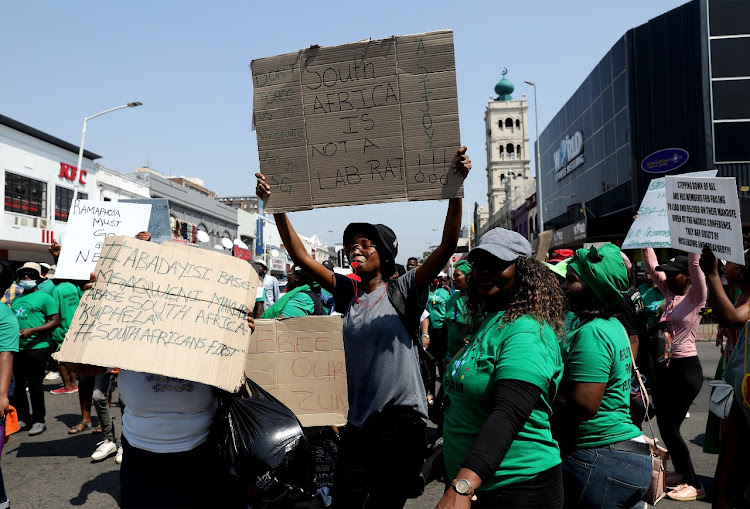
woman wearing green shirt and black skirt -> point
(500, 387)
(607, 462)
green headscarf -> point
(464, 266)
(603, 271)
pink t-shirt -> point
(682, 310)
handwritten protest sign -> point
(301, 362)
(89, 223)
(368, 122)
(158, 223)
(705, 212)
(651, 228)
(166, 309)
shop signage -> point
(277, 264)
(664, 160)
(569, 156)
(69, 172)
(259, 247)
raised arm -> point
(725, 312)
(293, 244)
(434, 263)
(649, 259)
(698, 291)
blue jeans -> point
(602, 477)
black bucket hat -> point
(383, 237)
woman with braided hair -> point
(500, 386)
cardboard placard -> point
(651, 228)
(301, 362)
(367, 122)
(158, 223)
(705, 212)
(166, 309)
(89, 224)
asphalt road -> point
(54, 469)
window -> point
(24, 195)
(63, 199)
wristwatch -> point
(462, 487)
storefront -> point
(39, 176)
(671, 96)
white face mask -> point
(27, 284)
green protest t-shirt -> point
(34, 310)
(67, 295)
(436, 305)
(455, 323)
(48, 286)
(9, 330)
(524, 350)
(300, 304)
(597, 351)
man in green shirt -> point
(9, 333)
(67, 296)
(38, 315)
(437, 304)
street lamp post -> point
(539, 209)
(83, 139)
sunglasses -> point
(362, 245)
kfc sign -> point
(69, 172)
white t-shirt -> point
(164, 414)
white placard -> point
(705, 212)
(89, 223)
(651, 229)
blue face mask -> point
(27, 284)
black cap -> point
(383, 237)
(678, 264)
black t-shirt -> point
(632, 316)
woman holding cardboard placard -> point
(382, 445)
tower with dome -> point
(510, 188)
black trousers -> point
(674, 390)
(543, 491)
(191, 479)
(29, 369)
(377, 466)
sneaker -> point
(686, 493)
(104, 450)
(63, 390)
(674, 479)
(37, 428)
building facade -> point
(677, 87)
(193, 210)
(508, 156)
(39, 176)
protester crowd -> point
(541, 375)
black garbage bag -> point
(264, 447)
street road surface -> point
(54, 469)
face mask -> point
(27, 284)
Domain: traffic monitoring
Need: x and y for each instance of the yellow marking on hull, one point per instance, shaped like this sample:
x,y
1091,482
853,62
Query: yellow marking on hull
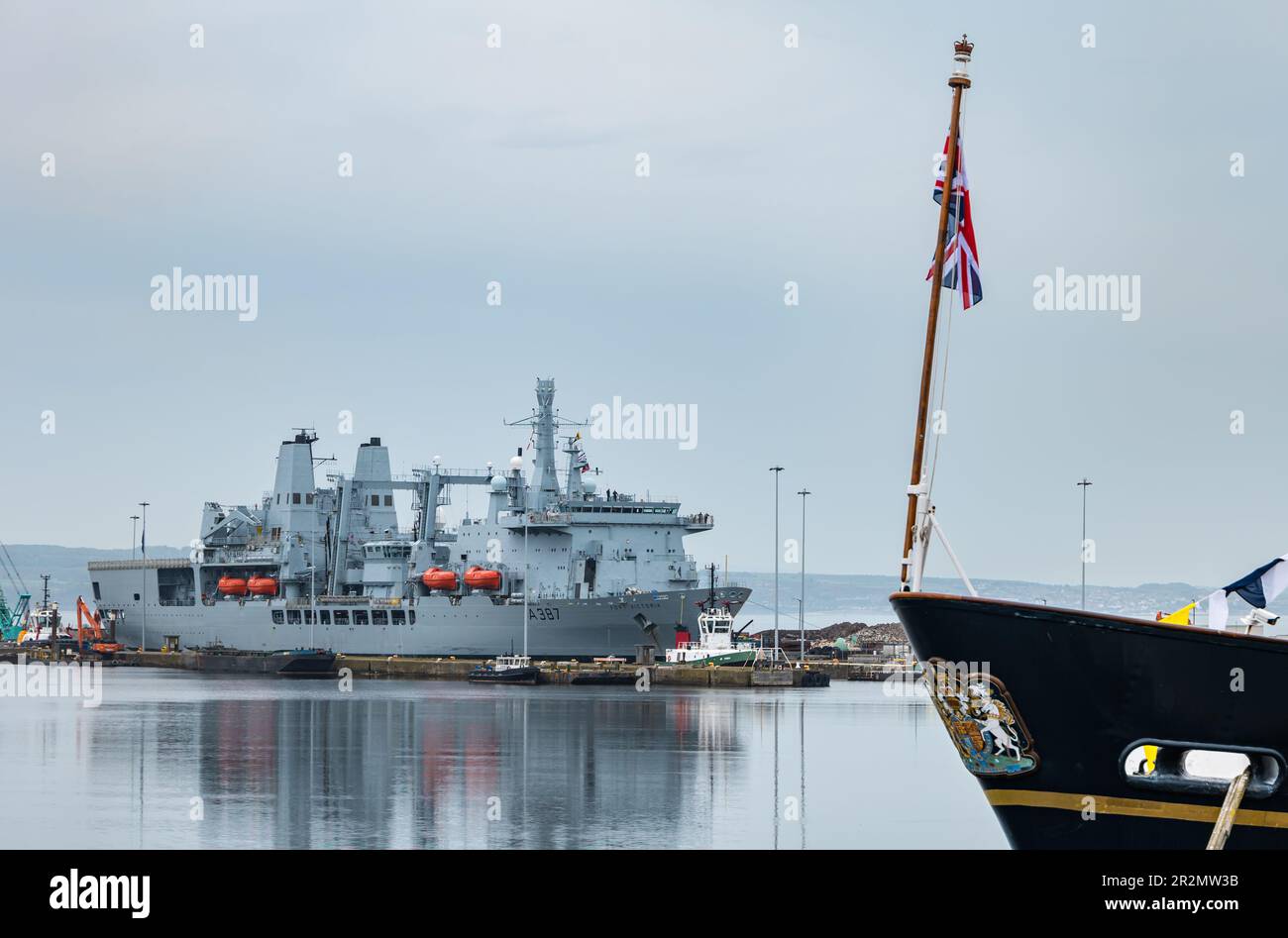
x,y
1131,806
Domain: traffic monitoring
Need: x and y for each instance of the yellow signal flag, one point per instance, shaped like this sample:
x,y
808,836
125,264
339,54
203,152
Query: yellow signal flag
x,y
1181,616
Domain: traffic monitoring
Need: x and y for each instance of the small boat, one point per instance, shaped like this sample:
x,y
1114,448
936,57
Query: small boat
x,y
303,663
603,677
507,669
716,645
815,677
1087,729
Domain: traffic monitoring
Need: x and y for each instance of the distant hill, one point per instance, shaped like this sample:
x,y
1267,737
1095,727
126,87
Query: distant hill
x,y
65,568
829,598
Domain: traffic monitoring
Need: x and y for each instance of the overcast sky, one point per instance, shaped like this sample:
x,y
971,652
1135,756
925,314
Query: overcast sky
x,y
767,163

# Your objective
Reproduce the material in full, word for word, and omit the pictures.

# The completed task
woman wearing green shirt and black skirt -> point
(500, 387)
(607, 462)
green headscarf -> point
(464, 266)
(603, 271)
pink t-shirt -> point
(682, 310)
handwritten protest sign -> point
(301, 362)
(89, 223)
(368, 122)
(158, 223)
(705, 212)
(651, 228)
(166, 309)
shop signage -> point
(277, 264)
(664, 160)
(569, 156)
(69, 172)
(259, 247)
raised arm -> point
(725, 312)
(293, 244)
(434, 263)
(649, 259)
(698, 291)
blue jeans -> point
(602, 477)
black bucket hat -> point
(383, 237)
woman with braided hair -> point
(500, 386)
cardboard placard -> point
(651, 228)
(301, 362)
(367, 122)
(158, 223)
(705, 212)
(166, 309)
(89, 224)
asphalt road -> point
(54, 469)
window -> point
(24, 195)
(63, 199)
wristwatch -> point
(462, 487)
storefront -> point
(39, 176)
(671, 96)
white face mask -> point
(27, 284)
green protest t-shirt -> point
(34, 310)
(67, 295)
(436, 305)
(455, 323)
(48, 286)
(9, 330)
(524, 350)
(300, 304)
(597, 351)
man in green shirt -> point
(9, 333)
(67, 296)
(38, 315)
(437, 304)
street lamp post -> point
(539, 209)
(83, 139)
sunglasses -> point
(362, 245)
kfc sign -> point
(69, 172)
white t-shirt -> point
(164, 414)
white placard -> point
(705, 212)
(89, 223)
(651, 229)
blue face mask -> point
(27, 284)
black cap -> point
(383, 237)
(678, 264)
black t-shirt -> point
(632, 316)
woman holding cardboard placard -> point
(382, 445)
tower with dome -> point
(510, 188)
black trousers -> point
(674, 390)
(543, 491)
(191, 479)
(29, 369)
(377, 466)
sneaker -> point
(686, 493)
(104, 450)
(63, 390)
(674, 479)
(37, 428)
building facade -> point
(677, 87)
(193, 210)
(508, 156)
(39, 176)
protester crowd -> point
(541, 375)
black garbage bag -> point
(264, 447)
street road surface -> point
(54, 469)
face mask -> point
(27, 284)
Domain: traffic monitoring
Need: x and y for each instance of the yellow marking on hull, one point per instance, shaped like this sample:
x,y
1091,482
853,62
Query: yellow marking on hull
x,y
1131,806
Domain: traffic monitoring
Need: x and y for each instance of the yellow signal flag, one point per instance, shaped like this sample:
x,y
808,836
125,264
339,54
203,152
Query: yellow signal flag
x,y
1181,616
Domain: traffic monitoring
Need: x and y for each instance of the small boat, one point per instance, shaped like this sample:
x,y
1114,448
936,57
Query: small boat
x,y
303,663
603,677
507,669
716,645
815,677
1087,729
Domain: traffic monitoring
Need: x and y for each instance of the distant hill, one point per instance, shaped like this sample:
x,y
1267,737
1095,727
126,87
Query: distant hill
x,y
65,568
829,598
Domain: traffic monitoring
Need: x and y for each instance of the overcast sky, one point per instance, shaped like this sample:
x,y
971,652
1135,756
925,314
Query: overcast sky
x,y
767,163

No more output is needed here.